Passage provided →

= Beginning of Section =

As the race for a COVID-19 vaccine continues, it is a continuing question what role philanthropy should play in ending the crisis. In June, the foundation with the most experience in dealing with vaccines, the Bill and Melinda Gates Foundation, announced a five-year, $1.7 billion grant to Gavi, The Vaccine Alliance. As I understand it, Gavi is primarily an international organization funded by governments, but the Gates Foundation is a significant enough donor that it has a seat on the organization’s board.
This is a major grant by the largest foundation in the world—but even a grant of this size is only being used indirectly to aid the quest for a COVID-19 vaccine. The money will be used to continue to provide existing vaccines to developing countries and to help distribute the COVID-19 vaccine to lower-income countries once it becomes available.
Gavi operates by an “advanced market directive” in which governments agree to purchase massive doses of a vaccine should it enter the market. That’s important because the market for vaccines, particularly those that are only administered once, is much thinner than it is for drugs that are taken every day over a lifetime. Guaranteed purchase orders spur research and development.
A team of economists including Nobel Laureate Michael Kremer, George Mason University’s Alex Tabarrok, and Susan Athey, has proposed that governments can help support massive investments in the factories that will produce the COVID-19 vaccine, on the grounds that the benefits to the world economy for a successful mass-produced vaccine are far more than the costs to get the vaccine to market.
An advanced market directive is the 21st century version of what previous centuries called a prize, and if we are to determine if prizes are a good use of philanthropy, we should learn more about the history of prizes to achieve goals. Tim Harford, an economics columnist for the Financial Times and the author of several books discusses the problems of prizes in an article printed on his website.
He notes that the path to a COVID-19 vaccine is a complex endeavor and that a simple solution that everyone overlooks might be something foundations could find. He illustrates his point with a story that marked a victory for Soviet intelligence.
On August 4, 1945 the Young Pioneers, a Soviet youth organization, presented American ambassador Averell Harriman in Moscow with a large wooden replica of the seal of the United States of America. American counter-intelligence agents scanned the large piece of wood and found no batteries or electronic equipment in it. After they pronounced it safe, Harriman hung it in his study, where it became so familiar that embassy staff called it “The Thing.”
The device transmitted American secrets to Soviet spies for the next seven years.

= End of Section =

Task list →
1. According to the article on philanthropy and a COVID-19 vaccine, why do guaranteed government purchases of a vaccine matter? Answer in one to three sentences.
2. Continue the article on philanthropy and a COVID-19 vaccine, picking up after its final sentence.

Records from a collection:
= Beginning of Section =

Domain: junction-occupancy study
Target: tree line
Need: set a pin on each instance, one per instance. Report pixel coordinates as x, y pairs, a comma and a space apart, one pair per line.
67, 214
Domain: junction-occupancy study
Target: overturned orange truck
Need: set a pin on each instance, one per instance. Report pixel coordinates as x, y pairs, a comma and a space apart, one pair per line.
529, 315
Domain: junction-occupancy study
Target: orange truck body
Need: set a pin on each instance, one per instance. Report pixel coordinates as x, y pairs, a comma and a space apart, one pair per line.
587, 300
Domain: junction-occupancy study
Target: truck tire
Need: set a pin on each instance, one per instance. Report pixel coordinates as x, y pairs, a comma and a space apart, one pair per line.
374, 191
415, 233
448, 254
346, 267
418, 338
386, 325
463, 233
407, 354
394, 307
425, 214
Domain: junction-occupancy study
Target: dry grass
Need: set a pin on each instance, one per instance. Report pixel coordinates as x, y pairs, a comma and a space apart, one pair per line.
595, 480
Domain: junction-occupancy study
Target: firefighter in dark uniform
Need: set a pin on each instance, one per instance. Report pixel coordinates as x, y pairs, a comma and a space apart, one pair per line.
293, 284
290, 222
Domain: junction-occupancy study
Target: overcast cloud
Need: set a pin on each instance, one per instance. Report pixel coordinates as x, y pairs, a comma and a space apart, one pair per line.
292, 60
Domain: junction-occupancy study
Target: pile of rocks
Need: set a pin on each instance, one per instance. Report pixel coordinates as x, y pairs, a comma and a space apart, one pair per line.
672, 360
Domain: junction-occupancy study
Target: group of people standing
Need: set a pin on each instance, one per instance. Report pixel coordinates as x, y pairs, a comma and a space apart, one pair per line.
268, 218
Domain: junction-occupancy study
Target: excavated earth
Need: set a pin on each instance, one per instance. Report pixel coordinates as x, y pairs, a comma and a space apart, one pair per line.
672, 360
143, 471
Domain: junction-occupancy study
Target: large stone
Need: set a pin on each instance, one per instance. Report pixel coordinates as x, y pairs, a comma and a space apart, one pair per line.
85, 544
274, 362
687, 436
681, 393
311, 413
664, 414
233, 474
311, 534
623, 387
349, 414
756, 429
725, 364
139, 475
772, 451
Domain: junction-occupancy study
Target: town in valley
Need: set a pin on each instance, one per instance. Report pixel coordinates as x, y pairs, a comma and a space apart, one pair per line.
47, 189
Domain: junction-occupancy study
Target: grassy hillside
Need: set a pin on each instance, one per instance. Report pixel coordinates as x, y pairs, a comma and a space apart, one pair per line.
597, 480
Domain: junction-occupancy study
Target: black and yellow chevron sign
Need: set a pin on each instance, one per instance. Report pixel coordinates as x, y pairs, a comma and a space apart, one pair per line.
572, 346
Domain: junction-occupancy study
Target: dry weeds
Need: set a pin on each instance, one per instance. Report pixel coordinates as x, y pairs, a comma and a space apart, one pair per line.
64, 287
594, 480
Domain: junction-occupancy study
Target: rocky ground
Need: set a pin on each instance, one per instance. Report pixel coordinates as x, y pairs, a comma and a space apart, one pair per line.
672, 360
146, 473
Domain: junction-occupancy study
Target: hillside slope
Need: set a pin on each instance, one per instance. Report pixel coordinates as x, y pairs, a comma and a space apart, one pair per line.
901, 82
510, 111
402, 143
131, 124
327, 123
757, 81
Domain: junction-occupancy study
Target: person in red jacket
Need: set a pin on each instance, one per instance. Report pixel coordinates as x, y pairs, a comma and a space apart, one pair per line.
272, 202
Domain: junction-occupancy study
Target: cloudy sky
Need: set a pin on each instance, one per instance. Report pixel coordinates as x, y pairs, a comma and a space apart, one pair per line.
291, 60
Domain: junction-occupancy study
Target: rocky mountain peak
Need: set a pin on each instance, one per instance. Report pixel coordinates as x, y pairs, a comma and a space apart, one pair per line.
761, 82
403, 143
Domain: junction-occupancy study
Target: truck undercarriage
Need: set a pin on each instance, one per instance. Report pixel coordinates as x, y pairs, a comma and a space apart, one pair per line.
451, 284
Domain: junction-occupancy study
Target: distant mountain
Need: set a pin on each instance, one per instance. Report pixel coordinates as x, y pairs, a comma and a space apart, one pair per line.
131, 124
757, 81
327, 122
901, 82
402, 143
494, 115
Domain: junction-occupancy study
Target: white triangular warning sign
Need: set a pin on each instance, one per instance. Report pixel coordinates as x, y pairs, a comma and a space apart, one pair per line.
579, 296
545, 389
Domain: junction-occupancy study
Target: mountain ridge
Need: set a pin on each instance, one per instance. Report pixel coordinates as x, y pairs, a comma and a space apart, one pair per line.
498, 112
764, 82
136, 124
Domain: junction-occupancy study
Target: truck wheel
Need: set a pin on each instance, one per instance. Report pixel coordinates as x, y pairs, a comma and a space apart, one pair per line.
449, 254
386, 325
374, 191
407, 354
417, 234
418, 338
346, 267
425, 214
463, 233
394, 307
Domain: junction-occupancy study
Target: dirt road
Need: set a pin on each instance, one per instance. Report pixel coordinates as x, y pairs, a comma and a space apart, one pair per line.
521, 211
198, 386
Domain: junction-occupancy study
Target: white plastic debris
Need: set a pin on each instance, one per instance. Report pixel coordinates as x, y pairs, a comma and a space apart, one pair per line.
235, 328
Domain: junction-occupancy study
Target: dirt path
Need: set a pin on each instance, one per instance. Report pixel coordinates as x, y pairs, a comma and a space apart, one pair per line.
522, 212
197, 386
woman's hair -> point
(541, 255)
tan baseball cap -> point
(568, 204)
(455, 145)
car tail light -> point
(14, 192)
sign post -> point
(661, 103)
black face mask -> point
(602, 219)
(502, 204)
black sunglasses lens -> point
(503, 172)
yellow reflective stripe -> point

= End of Section =

Answers given →
1. The market for vaccines, especially those given only once, is much thinner than the market for drugs taken every day over a lifetime. Guaranteed purchase orders make up for this by spurring research and development.

2.
Léon Theremin, best known for creating the electronic musical instrument that bears his name, created it while a political prisoner in the Gulag. The wooden seal was hollow, and inside was “an antenna attached to a cavity with a silver diaphragm over it, acting as a microphone.” It was activated when Soviets sent a signal to it and used the energy from the signal to power a transmitter. When the Soviets turned off their radios, the Thing was silent. This made it a simple—and powerful—tool.
When looking at technological advances, Harford argues, we overlook simple things. We celebrate Johannes Gutenberg’s ability to print books, but we fail to recognize that he could never do it without affordable paper. Similarly, there may be a roadblock to fund a vaccine that we don’t know about—perhaps a better method of creating the vials the vaccine will be in, or making sure there are reliable sources for the products used to create the medium in which the vaccine will be stored.
While no foundation has the capacity to fund vaccine research to the extent the Gates Foundation does, there are countless smaller problems that smaller foundations can support. For example, a simple COVID-19 test comparable to, and costing as much as, a home pregnancy test would be a tremendous advance. Perhaps there are steps towards that test that would be within the research budgets of a medium-sized foundation.
Harford also notes that times when the world is stressed produce unforeseen innovations. In 1816, Mount Tambora in Indonesia erupted, covering the earth with its ash. Farmers couldn’t grow crops and many starved.
But in Germany, Justus von Liebig never forgot the dreadful hunger of that year and started a career that led him to create infant formula and beef bouillon. Another German, Karl von Drais, saw horses die because farmers couldn’t grow the oats horses ate. He decided to create a “mechanical horse” everyone could use and came up with a device that evolved into the bicycle.
“One crisis may lead to many creative responses,” Harford writes. If I were running a medium or large foundation based in a city, I’d have a program officer keeping up with interesting research from local universities. I might practice spread betting to give small grants to tomorrow’s innovators. They should remember that the first grant a creator receives is often the most important—and doesn’t have to be very large.
“It is possible that future generations may point to 2020 as the year the innovation slowdown ended,” Harford concludes. The foundations that successfully support the lasting innovations of this year will get a great deal of well-deserved credit.